In den wenigsten Satzungen kommt das Wort „Wohnsitz“ vor, in den Meldegesetzen überhaupt nicht. Auch im Berliner ZWStG taucht es nicht auf. Von den Normen her dürfte der Wohnsitz im ZWSt-Recht also keine Rolle zu spielen.
Wohnung und Wohnsitz sind von der Definition her was anders.
Es geht im Melderecht um Haupt- und Nebenwohnung, und die meisten ZWStS greifen auf diese Regelung zurück, indem sie beim Innehaben mehrerer Wohnungen die Haupt- als Erstwohnung und alle weiteren Wohnungen als Zweitwohnungen festlegen. Das hatte besonders der BFH immer als „mit der Verfassung vereinbar/verfassungsgemäß“ propagiert. Das dürfte sich so kategorisch heute aber nicht mehr halten lassen, denn dieser Rückgriff ist mit dem Grundgesetz eben nicht vereinbar.
Entsprechende Satzungsregelungen vorausgesetzt, wäre es also durchaus möglich, für zwei innegehabte Wohnungen in zwei verschiedenen Orten dort jeweils zur ZWSt herangezogen zu werden. Zurzeit nicht denkbar, weil (fast) alle Satzungen über das Melderecht gehen, aber eben auch nicht ausgeschlossen. In so einem Fall wird man dann wohl den alten Salomo exhuminieren und wiederbeleben müssen.

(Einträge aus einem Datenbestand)

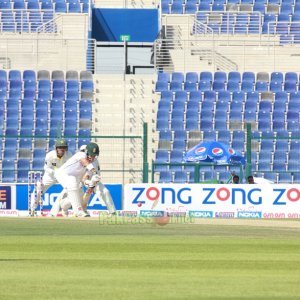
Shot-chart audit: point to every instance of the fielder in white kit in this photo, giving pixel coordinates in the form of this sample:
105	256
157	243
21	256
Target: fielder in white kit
71	173
53	161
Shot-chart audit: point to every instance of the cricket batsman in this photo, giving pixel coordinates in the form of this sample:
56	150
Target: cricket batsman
93	186
53	161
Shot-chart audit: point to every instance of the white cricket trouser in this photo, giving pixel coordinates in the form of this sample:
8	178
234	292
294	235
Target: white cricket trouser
47	181
71	185
102	193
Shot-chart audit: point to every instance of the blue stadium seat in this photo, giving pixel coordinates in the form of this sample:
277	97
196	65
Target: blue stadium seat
175	158
58	95
46	5
23	164
249	77
8	176
60	7
176	7
247	86
9	154
163	77
71	104
233	86
190	8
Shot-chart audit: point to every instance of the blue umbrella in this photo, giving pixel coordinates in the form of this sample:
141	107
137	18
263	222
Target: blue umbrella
214	152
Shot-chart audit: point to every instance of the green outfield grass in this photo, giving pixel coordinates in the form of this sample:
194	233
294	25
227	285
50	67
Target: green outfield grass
45	258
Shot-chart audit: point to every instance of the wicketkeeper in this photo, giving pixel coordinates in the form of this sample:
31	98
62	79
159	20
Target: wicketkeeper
71	174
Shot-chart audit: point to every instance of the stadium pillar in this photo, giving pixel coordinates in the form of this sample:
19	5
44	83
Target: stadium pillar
145	153
248	170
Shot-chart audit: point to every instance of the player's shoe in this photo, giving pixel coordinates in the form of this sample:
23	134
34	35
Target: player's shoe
87	212
65	213
82	214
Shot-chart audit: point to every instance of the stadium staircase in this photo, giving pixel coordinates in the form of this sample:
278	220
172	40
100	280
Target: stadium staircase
122	114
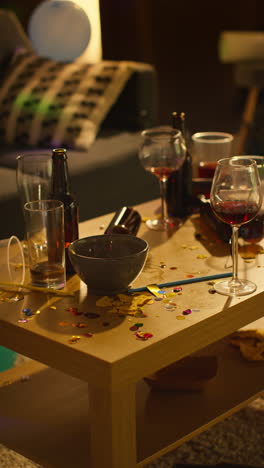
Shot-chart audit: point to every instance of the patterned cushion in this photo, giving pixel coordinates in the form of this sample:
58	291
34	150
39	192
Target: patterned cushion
53	104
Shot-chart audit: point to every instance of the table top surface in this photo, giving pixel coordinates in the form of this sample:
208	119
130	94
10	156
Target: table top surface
106	344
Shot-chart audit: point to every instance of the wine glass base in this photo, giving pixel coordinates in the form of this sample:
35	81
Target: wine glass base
163	224
237	288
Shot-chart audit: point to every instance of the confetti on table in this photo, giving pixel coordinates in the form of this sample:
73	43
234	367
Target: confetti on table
187	312
79	325
91	315
74	311
28	313
63	323
154	289
74	339
144	335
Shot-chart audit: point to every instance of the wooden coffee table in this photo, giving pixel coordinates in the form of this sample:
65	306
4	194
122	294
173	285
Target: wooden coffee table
91	406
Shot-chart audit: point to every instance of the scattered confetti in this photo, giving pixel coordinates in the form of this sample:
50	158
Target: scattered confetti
74	311
79	325
187	312
91	315
74	339
143	335
28	313
105	324
177	289
63	323
154	289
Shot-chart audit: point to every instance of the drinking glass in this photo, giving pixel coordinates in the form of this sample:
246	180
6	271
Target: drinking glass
236	198
207	149
162	151
12	270
34	176
46	249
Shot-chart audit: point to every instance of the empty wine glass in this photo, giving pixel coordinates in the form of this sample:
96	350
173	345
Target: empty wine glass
236	198
162	151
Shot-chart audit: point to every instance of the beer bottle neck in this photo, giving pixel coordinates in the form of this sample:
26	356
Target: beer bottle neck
60	174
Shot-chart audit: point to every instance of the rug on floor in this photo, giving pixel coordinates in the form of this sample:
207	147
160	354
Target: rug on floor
238	440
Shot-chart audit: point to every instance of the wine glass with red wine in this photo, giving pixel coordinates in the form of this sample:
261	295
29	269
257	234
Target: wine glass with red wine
236	198
162	151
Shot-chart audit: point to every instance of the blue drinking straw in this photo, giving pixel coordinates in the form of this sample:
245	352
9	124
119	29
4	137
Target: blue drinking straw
184	281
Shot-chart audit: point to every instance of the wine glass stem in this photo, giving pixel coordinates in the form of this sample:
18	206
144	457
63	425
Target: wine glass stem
235	251
163	186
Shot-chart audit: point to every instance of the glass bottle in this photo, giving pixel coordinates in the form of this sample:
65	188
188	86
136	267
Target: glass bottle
179	186
60	190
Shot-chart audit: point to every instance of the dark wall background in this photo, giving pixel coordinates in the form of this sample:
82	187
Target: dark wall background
181	40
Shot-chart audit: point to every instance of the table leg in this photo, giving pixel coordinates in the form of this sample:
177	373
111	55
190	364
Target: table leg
113	427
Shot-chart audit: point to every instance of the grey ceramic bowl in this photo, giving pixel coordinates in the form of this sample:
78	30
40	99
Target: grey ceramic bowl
108	263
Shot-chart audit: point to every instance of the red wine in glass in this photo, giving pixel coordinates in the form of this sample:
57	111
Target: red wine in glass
162	151
236	212
236	199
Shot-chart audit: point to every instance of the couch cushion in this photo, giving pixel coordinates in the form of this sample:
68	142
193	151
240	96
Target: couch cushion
52	104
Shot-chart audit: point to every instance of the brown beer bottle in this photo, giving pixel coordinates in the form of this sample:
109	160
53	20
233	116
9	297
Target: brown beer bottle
60	190
179	184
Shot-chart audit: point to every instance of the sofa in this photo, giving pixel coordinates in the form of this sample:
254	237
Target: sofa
102	146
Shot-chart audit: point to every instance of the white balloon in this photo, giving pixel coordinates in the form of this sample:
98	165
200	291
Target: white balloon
59	29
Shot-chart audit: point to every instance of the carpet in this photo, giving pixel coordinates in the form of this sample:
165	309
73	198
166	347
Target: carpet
238	440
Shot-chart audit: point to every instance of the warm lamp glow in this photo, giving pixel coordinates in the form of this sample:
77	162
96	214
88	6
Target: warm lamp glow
67	30
93	53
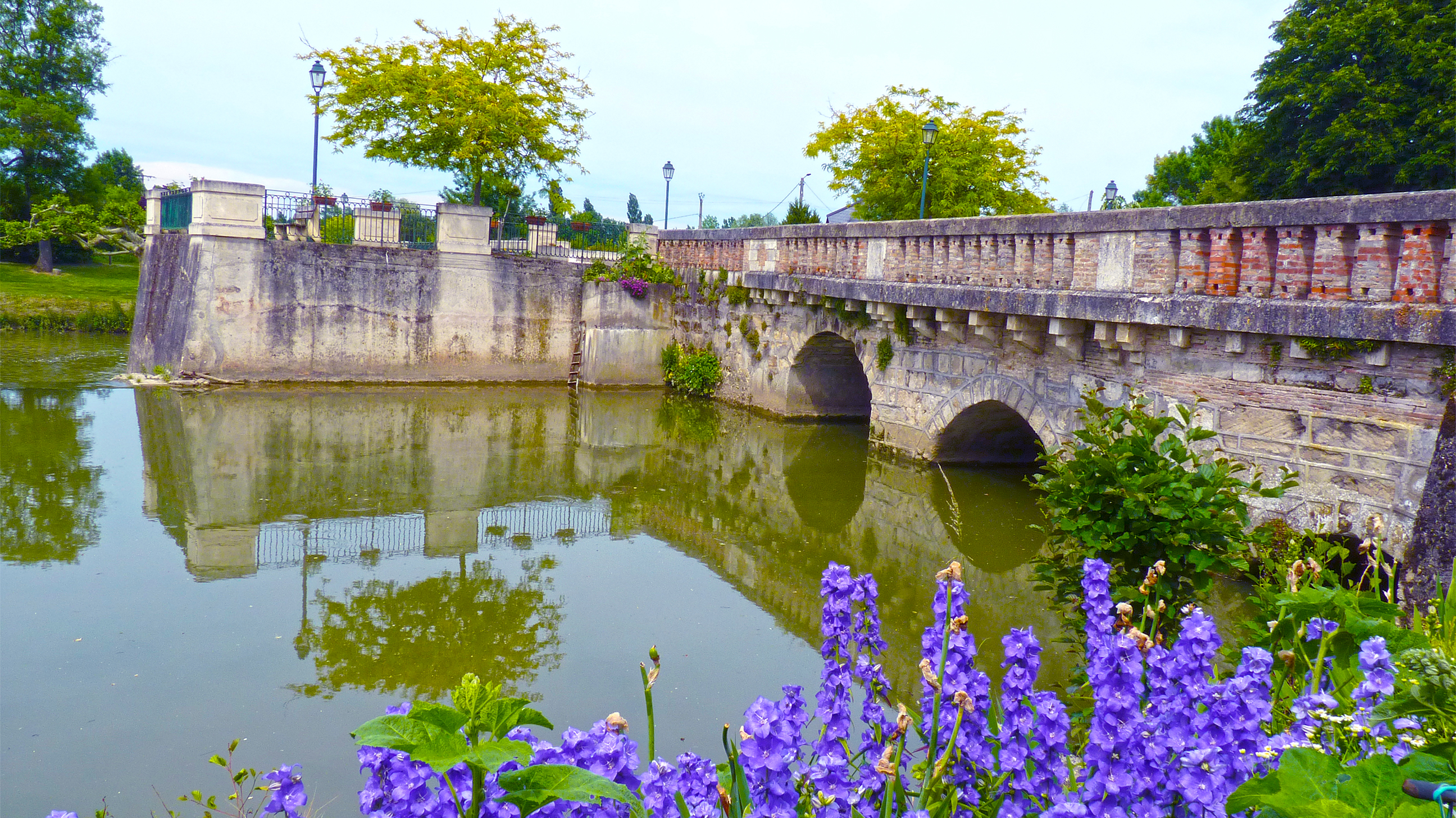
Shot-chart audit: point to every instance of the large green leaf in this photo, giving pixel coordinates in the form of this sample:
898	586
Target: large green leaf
397	733
539	785
501	716
439	715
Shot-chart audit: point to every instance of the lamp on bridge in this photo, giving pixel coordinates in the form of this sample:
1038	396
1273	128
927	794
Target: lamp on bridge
316	80
928	134
1108	196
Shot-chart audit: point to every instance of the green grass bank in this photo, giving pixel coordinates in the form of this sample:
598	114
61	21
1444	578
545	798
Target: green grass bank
85	297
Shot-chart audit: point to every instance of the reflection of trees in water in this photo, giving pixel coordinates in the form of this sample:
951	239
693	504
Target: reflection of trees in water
50	496
418	639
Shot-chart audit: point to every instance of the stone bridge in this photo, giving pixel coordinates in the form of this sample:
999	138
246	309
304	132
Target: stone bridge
1317	331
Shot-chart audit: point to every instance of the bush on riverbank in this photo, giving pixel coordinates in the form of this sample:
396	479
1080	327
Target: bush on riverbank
690	370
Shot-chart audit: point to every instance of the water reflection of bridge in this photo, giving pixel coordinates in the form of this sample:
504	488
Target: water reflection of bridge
239	475
370	539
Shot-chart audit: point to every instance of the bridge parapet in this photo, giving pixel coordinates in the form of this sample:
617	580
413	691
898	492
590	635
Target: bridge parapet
1376	248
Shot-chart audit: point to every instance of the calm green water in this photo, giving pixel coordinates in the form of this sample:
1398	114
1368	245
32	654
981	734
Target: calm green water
184	568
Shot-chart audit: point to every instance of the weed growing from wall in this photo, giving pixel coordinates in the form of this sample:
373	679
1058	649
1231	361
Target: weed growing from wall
1336	348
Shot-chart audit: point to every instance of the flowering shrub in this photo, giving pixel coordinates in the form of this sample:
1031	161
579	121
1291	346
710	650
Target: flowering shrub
1168	735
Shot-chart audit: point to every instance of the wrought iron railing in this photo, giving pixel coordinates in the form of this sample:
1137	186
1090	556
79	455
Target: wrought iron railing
176	208
341	220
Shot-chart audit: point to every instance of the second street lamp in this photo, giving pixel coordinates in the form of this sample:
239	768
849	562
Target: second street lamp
316	80
928	134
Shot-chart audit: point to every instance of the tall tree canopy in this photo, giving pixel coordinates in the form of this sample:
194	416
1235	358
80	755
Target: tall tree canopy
980	165
53	56
1359	98
1208	172
487	108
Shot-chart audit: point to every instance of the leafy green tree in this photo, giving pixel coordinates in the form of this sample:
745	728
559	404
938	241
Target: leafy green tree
1358	98
495	108
1208	172
980	165
801	213
53	56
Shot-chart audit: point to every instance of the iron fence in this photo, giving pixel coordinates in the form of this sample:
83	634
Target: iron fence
176	208
341	220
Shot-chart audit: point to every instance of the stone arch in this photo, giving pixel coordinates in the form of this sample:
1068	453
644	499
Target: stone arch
990	420
827	380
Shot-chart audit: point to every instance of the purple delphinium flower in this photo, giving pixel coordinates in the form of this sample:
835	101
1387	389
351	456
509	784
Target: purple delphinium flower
287	791
973	750
1320	628
771	750
1018	714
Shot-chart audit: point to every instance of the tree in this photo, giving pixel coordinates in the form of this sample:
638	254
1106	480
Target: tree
53	57
497	108
1208	172
1358	98
800	213
980	165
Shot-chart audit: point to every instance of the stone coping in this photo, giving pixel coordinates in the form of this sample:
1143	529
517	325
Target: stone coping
1375	321
1425	206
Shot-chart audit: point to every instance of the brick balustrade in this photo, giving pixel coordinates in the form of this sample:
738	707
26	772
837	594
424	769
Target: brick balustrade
1376	248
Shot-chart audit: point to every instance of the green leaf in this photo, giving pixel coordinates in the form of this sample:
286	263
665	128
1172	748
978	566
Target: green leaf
397	733
501	716
439	715
542	784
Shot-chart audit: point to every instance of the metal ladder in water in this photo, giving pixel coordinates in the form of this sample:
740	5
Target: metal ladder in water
574	376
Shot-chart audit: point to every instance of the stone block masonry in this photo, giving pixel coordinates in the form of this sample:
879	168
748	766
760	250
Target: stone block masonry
1183	303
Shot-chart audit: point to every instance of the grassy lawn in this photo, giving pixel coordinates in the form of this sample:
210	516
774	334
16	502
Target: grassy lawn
79	297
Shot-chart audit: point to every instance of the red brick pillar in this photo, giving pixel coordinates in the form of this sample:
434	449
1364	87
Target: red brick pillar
1422	251
1193	261
1225	248
1334	260
1376	255
1257	261
1295	262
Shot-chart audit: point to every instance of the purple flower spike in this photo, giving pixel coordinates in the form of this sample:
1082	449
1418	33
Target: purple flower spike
287	791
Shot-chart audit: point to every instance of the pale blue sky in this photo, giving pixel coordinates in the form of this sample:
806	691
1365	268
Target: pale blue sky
729	92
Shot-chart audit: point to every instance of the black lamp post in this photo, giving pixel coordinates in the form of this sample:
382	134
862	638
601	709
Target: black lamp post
1110	194
316	80
928	134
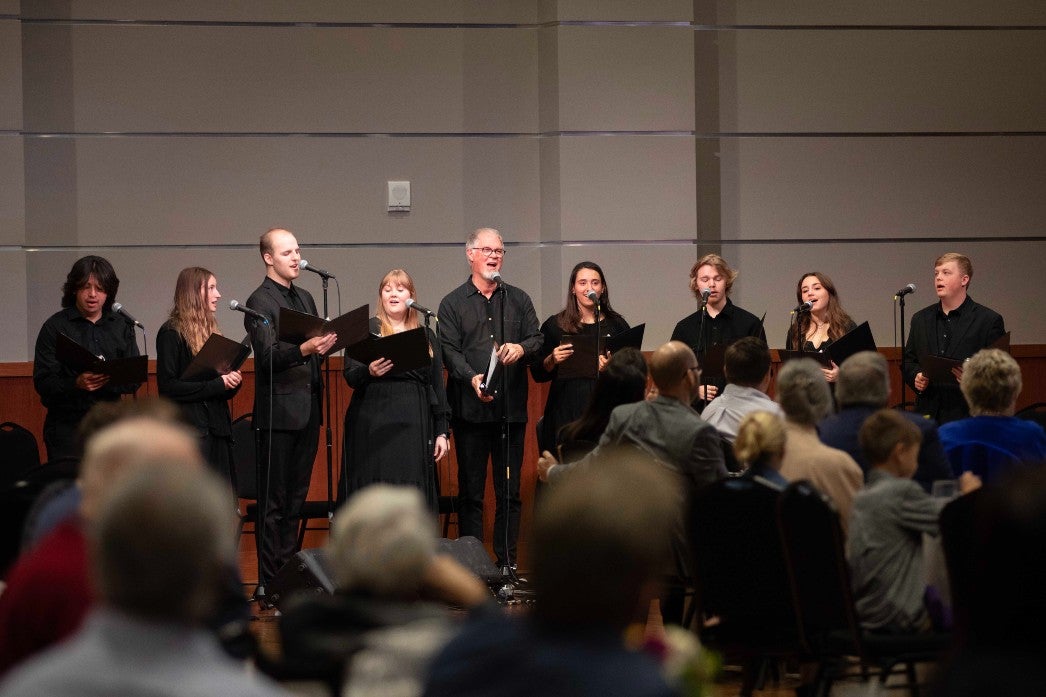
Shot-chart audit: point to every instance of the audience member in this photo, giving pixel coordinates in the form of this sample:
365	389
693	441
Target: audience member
595	570
759	447
747	365
890	515
383	559
158	541
48	591
864	387
993	439
623	381
805	399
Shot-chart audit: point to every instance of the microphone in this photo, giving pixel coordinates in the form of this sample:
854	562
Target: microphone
421	308
303	264
234	305
117	308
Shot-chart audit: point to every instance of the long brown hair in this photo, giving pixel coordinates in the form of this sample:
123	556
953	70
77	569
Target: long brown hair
569	318
839	321
190	316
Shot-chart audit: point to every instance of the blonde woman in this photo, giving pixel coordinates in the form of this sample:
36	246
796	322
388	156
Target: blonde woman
396	425
204	403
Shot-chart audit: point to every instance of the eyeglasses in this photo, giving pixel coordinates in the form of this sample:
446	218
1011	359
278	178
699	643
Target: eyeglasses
489	251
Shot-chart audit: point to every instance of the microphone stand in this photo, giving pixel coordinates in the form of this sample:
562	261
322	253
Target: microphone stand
326	402
508	570
901	301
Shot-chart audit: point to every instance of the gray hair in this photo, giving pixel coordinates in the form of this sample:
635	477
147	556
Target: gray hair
161	540
864	378
471	242
802	391
382	541
991	382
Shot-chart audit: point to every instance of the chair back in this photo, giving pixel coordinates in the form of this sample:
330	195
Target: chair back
740	571
20	452
244	457
815	553
958	537
985	459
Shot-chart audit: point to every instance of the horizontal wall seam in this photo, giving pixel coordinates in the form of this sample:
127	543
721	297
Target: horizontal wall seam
704	135
529	25
545	244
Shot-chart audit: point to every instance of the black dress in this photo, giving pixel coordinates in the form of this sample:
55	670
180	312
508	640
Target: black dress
205	403
567	397
391	426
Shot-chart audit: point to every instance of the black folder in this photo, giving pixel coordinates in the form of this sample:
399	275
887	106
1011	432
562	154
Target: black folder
351	328
217	357
120	371
585	362
408	351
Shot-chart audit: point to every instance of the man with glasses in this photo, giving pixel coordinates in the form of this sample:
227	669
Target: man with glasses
489	421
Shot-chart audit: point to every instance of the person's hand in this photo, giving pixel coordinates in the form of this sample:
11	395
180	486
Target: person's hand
560	354
442	447
922	382
380	367
319	344
509	353
232	379
477	380
545	464
831	374
969	481
91	381
446	580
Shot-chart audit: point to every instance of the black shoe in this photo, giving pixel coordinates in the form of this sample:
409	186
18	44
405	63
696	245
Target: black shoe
262	599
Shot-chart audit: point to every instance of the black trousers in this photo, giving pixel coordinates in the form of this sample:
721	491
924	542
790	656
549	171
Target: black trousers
290	471
475	445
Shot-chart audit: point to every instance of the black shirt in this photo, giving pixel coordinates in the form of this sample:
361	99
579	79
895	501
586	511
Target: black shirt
469	325
110	337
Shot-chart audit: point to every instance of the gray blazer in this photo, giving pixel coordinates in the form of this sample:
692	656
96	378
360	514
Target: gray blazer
668	430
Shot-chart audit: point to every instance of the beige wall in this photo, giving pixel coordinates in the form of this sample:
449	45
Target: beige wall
861	148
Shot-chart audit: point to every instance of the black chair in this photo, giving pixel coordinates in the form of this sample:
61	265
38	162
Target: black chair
741	577
958	536
20	452
814	549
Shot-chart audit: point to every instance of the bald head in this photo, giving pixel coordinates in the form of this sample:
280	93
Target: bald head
123	447
671	365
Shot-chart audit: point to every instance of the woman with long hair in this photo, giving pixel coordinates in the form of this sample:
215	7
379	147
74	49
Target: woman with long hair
623	381
825	322
205	403
396	426
567	397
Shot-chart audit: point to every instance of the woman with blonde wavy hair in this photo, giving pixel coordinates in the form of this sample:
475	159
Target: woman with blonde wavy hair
205	403
398	423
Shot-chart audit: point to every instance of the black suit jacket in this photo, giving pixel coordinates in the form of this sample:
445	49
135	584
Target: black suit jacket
294	389
975	328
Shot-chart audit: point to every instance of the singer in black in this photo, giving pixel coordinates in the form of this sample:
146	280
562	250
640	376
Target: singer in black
470	321
396	426
955	327
725	322
288	410
88	319
205	403
568	397
824	322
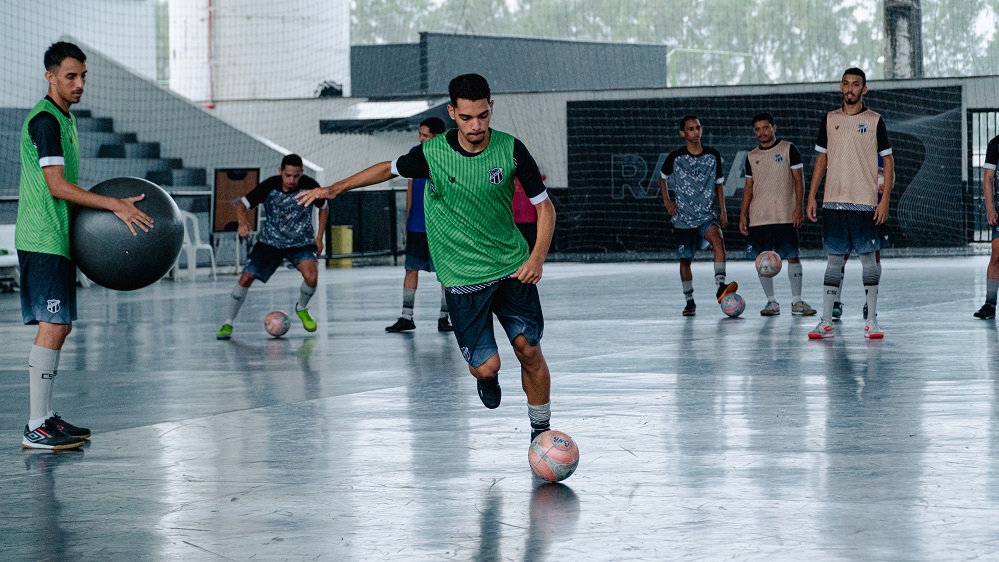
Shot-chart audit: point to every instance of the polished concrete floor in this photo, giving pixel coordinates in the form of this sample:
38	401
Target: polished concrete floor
701	438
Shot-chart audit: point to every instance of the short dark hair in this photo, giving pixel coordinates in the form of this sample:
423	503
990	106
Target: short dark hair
471	87
764	116
60	51
854	71
292	160
682	123
435	124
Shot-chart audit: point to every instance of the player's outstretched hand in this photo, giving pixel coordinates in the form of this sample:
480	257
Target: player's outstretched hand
132	216
308	196
530	272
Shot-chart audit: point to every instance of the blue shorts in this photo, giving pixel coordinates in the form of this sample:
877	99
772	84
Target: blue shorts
845	232
690	240
418	252
780	238
515	304
264	259
48	288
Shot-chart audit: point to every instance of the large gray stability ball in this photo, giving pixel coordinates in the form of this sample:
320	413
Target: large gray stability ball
106	251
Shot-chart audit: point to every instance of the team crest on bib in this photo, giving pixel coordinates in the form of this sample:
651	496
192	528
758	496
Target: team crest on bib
496	176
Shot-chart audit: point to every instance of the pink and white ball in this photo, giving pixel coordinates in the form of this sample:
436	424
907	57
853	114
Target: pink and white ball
277	323
733	305
768	263
553	456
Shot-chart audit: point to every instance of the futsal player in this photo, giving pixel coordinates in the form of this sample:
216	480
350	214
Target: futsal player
849	142
988	309
288	234
480	257
50	166
773	209
417	251
695	173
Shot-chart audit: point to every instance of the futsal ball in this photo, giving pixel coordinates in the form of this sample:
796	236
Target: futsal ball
277	323
553	456
768	263
107	252
733	305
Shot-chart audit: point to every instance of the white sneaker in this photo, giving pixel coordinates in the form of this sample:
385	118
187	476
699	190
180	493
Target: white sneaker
822	331
872	330
801	308
772	309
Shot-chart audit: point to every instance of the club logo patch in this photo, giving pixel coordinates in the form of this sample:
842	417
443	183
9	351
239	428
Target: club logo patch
496	176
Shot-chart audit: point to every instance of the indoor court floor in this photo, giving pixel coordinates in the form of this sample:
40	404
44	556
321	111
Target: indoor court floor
702	438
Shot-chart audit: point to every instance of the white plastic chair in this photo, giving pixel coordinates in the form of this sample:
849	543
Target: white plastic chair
193	244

## [ARBEITSAUFTRAG]
Prüfe anhand des Textabschnitts zur Zweitwohnungsteuer, ob die folgenden Aussagen zutreffen, und belege jede Antwort mit einem wörtlichen Zitat. (a) Im Berliner ZWStG kommt das Wort „Wohnsitz“ vor. (b) Wohnung und Wohnsitz sind von der Definition her dasselbe. (c) Die meisten ZWStS greifen auf die melderechtliche Regelung zu Haupt- und Nebenwohnung zurück.

## [LÖSUNG]
(a) Nein: „Auch im Berliner ZWStG taucht es nicht auf.“
(b) Nein: „Wohnung und Wohnsitz sind von der Definition her was anders.“
(c) Ja: „die meisten ZWStS greifen auf diese Regelung zurück“